[[ Text for analysis open ]]
This plot for continuous data uses adjacent bars to display a frequency distribution.
What is a histogram?
A T score is defined as 50 + 10z. What T corresponds to z = −0.5?
What is T = 45 (50 + 10×−0.5)?
A percentile rank from a reading test comparing students to a national sample is using this interpretation.
What is norm-referenced testing?
Cronbach’s alpha estimates this kind of reliability based on item inter-correlations.
What is internal consistency reliability?
Correlating a new measure with a gold standard at the same time supports this.
hat is criterion concurrent validity?
The middle 50% of scores appears as the “box” in this graphic.
What is a box-and-whisker plot (the IQR)?
With M = 70 and SD = 8, the scores that bracket about 68% of the population are these.
What are 62 and 78 (70 ± 8)?
Giving extra time to a client without altering what the test measures is called this.
[[ Text for analysis closed ]]
[[ Provided records open ]]
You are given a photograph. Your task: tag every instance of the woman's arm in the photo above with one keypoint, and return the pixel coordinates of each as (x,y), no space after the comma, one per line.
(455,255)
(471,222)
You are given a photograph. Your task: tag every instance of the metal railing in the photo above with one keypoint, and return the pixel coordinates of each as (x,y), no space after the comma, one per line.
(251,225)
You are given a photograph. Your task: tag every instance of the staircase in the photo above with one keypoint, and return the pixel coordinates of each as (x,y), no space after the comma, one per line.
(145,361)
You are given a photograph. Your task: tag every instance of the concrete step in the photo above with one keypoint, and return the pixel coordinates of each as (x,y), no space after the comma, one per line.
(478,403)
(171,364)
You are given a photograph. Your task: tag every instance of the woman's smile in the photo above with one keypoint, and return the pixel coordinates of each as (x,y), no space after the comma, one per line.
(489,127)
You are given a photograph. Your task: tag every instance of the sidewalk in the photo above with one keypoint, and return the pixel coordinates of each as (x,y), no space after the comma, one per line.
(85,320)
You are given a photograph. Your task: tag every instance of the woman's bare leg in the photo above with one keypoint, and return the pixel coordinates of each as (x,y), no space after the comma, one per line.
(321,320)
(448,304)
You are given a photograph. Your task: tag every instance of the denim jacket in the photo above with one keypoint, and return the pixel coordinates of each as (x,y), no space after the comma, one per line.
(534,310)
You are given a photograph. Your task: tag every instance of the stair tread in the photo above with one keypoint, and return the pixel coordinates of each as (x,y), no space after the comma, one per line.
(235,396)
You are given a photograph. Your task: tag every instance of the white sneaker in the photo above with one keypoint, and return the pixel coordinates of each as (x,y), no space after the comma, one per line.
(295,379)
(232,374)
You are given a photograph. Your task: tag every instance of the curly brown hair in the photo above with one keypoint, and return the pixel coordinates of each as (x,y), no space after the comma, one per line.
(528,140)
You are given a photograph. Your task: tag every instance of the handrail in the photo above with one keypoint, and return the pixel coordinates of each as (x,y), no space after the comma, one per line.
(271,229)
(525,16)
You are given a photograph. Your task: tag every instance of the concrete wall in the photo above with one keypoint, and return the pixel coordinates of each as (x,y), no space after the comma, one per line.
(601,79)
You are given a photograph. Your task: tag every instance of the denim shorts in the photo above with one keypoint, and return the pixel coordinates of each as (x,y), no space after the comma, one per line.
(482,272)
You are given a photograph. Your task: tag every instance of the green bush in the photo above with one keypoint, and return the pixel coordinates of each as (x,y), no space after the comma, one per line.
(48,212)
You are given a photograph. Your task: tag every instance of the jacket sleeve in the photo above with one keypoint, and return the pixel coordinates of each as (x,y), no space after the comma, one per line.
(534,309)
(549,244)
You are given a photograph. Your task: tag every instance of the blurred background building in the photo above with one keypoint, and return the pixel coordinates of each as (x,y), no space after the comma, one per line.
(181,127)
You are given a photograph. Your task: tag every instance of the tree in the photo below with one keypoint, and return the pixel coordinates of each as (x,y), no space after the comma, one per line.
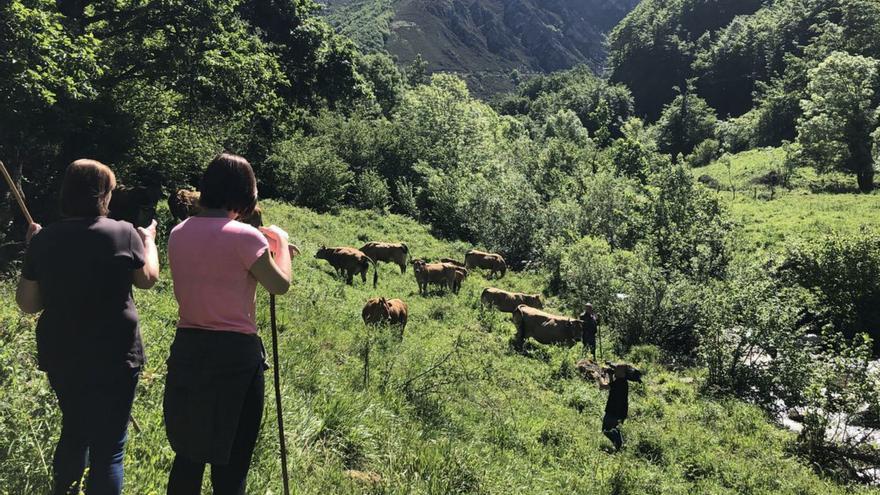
(685,123)
(417,71)
(834,132)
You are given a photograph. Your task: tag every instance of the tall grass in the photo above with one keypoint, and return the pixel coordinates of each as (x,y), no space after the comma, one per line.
(814,205)
(449,407)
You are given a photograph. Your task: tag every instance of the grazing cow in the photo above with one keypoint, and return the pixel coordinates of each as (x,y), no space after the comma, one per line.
(185,204)
(461,275)
(380,311)
(349,262)
(136,205)
(507,302)
(433,273)
(396,253)
(546,328)
(453,262)
(487,261)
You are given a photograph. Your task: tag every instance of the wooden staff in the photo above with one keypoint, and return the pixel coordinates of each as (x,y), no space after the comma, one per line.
(274,321)
(15,192)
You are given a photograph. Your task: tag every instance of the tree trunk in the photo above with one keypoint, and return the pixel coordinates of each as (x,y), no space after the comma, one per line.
(866,179)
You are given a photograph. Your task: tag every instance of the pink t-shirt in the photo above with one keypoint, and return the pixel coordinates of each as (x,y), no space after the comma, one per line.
(210,259)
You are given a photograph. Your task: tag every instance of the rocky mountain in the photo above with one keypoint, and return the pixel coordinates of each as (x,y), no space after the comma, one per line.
(483,40)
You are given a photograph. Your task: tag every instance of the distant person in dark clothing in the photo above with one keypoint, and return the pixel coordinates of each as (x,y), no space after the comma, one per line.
(213,400)
(617,407)
(591,328)
(79,273)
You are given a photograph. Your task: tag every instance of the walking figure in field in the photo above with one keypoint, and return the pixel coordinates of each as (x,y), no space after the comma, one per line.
(617,407)
(213,403)
(591,328)
(78,273)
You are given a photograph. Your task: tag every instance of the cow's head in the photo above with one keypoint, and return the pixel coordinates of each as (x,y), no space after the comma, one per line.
(624,371)
(534,301)
(385,307)
(419,265)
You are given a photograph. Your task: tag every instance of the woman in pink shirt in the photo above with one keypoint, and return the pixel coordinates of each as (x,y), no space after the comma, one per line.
(213,401)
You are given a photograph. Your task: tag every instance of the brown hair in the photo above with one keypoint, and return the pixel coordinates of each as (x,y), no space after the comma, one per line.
(86,188)
(229,184)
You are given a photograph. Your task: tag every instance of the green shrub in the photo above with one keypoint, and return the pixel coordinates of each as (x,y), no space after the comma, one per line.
(842,272)
(309,173)
(705,153)
(751,343)
(370,191)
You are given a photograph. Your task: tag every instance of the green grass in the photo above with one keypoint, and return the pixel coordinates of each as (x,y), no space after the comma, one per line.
(367,22)
(449,409)
(816,205)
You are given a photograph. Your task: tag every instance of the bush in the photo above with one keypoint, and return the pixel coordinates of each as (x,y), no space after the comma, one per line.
(405,198)
(735,135)
(686,122)
(842,272)
(309,173)
(371,191)
(843,384)
(687,225)
(750,342)
(704,154)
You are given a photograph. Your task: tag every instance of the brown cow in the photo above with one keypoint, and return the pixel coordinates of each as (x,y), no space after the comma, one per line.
(380,311)
(507,302)
(185,204)
(349,262)
(546,328)
(487,261)
(461,275)
(453,262)
(135,205)
(396,253)
(433,273)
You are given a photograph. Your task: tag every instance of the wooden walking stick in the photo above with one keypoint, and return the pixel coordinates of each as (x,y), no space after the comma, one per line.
(15,192)
(277,373)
[[ Provided records closed ]]
**Task goal**
Reproduce word for word the passage of the measurement review text above that begins with "What is norm-referenced" and ends with "criterion concurrent validity?".

**Exercise result**
What is norm-referenced testing?
Cronbach’s alpha estimates this kind of reliability based on item inter-correlations.
What is internal consistency reliability?
Correlating a new measure with a gold standard at the same time supports this.
hat is criterion concurrent validity?